To do -
From the data below, copy each line that includes the word "coffee".

[Records from a collection]

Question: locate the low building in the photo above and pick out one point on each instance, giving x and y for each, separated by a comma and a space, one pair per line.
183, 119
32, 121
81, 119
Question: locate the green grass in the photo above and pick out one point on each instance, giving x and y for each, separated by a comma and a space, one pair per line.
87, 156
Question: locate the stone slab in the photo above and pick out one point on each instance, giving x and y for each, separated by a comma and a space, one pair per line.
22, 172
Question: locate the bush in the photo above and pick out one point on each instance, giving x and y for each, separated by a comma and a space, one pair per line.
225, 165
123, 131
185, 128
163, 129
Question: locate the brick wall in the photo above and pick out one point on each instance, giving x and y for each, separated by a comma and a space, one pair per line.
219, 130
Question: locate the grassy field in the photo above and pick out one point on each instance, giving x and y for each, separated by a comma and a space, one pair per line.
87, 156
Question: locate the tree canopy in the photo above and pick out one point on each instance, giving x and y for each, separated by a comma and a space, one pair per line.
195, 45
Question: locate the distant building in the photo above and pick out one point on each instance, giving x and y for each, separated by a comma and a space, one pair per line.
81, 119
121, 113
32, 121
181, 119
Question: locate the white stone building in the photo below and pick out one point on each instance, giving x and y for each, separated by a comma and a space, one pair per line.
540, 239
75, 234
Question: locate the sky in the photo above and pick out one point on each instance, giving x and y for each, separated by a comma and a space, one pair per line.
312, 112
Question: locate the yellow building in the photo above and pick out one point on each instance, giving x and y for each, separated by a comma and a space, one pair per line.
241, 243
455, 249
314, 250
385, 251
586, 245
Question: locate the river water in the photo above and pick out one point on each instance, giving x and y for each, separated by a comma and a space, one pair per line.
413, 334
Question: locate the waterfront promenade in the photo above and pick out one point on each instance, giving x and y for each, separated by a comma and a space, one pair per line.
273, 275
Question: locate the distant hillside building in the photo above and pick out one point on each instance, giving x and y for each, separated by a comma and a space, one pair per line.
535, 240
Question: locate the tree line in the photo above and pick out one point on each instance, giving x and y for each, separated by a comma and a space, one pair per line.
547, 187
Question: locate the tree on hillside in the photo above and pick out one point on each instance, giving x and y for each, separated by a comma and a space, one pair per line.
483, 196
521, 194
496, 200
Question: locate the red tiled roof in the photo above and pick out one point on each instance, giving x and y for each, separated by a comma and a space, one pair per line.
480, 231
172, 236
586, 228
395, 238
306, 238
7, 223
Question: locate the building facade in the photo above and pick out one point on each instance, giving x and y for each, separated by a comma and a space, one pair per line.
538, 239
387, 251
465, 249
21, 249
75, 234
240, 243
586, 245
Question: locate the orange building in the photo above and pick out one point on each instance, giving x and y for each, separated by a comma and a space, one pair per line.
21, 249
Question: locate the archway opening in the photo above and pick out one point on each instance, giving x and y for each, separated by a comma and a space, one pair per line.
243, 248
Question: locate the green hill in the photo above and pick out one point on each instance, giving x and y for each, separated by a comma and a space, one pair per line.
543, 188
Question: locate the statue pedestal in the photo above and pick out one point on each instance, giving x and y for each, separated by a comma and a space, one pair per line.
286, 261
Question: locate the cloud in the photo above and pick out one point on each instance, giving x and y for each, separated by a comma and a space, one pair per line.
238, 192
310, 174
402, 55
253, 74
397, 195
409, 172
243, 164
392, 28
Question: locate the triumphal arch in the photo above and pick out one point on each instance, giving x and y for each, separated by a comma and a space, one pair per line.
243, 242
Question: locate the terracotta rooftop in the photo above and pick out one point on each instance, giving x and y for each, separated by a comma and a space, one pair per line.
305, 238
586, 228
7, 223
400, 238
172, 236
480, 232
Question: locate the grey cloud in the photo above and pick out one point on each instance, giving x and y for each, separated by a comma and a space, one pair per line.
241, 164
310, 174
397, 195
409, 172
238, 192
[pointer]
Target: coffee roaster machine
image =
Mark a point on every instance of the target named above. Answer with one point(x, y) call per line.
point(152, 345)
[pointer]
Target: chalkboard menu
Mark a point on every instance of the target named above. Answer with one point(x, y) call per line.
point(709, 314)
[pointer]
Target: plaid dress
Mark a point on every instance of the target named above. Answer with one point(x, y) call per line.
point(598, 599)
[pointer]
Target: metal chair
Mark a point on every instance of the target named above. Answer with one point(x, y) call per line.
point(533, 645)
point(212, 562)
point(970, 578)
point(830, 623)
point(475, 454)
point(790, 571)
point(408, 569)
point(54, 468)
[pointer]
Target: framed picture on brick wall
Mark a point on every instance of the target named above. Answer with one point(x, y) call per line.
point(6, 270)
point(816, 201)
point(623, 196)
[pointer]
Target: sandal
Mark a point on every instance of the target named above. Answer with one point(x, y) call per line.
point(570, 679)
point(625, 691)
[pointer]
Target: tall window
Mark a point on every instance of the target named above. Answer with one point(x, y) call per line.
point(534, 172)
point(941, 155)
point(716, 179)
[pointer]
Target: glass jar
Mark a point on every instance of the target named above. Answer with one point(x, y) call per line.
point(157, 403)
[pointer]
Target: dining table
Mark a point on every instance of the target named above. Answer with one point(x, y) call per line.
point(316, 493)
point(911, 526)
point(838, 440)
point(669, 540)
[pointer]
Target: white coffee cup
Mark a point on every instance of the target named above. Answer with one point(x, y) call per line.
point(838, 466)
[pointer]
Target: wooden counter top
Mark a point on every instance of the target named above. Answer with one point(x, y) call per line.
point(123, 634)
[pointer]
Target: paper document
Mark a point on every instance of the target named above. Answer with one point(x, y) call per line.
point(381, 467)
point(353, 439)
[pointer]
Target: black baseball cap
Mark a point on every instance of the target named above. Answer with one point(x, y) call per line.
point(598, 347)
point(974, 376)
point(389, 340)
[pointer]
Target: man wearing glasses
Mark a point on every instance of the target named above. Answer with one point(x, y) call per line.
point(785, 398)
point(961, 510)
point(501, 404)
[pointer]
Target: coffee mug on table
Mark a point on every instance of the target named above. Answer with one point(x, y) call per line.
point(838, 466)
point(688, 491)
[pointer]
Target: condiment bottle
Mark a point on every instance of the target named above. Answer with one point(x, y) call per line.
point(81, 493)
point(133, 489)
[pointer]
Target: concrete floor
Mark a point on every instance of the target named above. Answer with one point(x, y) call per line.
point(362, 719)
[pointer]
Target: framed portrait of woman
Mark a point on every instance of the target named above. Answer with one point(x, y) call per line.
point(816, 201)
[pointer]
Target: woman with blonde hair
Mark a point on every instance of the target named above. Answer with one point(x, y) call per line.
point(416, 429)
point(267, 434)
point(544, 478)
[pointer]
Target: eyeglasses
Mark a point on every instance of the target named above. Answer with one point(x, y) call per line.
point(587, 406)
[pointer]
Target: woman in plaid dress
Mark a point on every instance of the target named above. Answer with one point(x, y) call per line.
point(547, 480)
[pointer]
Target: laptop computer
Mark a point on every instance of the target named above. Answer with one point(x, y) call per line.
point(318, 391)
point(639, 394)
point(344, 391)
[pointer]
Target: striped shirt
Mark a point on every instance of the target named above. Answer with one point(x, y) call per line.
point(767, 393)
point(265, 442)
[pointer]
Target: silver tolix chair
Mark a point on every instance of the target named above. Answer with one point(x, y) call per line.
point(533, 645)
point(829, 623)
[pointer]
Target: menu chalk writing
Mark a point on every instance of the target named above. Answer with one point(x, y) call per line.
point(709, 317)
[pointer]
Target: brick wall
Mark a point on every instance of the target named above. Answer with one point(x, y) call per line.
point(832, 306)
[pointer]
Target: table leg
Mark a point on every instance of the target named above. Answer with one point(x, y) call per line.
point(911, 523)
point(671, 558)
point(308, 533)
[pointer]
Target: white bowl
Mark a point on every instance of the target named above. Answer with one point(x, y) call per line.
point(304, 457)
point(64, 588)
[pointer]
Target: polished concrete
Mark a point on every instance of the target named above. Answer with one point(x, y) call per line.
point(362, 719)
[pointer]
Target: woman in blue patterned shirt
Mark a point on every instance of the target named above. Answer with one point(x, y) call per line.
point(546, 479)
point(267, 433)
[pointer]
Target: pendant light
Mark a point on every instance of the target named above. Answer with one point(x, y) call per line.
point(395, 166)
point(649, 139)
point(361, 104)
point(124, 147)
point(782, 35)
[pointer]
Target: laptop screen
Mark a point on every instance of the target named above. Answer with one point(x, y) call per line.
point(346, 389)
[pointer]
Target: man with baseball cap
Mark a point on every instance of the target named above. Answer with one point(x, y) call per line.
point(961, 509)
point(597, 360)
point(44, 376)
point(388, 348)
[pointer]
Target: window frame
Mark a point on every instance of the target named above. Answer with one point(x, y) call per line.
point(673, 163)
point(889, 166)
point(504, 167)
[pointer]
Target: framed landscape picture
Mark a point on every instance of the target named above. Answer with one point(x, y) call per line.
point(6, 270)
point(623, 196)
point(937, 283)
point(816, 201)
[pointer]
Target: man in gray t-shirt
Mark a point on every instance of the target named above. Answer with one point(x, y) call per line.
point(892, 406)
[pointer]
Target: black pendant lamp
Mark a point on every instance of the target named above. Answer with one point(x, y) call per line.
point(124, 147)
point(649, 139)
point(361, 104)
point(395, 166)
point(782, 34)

Exercise response -
Target: coffee roaster machine
Target: white coffee cup
Target: coffee mug on table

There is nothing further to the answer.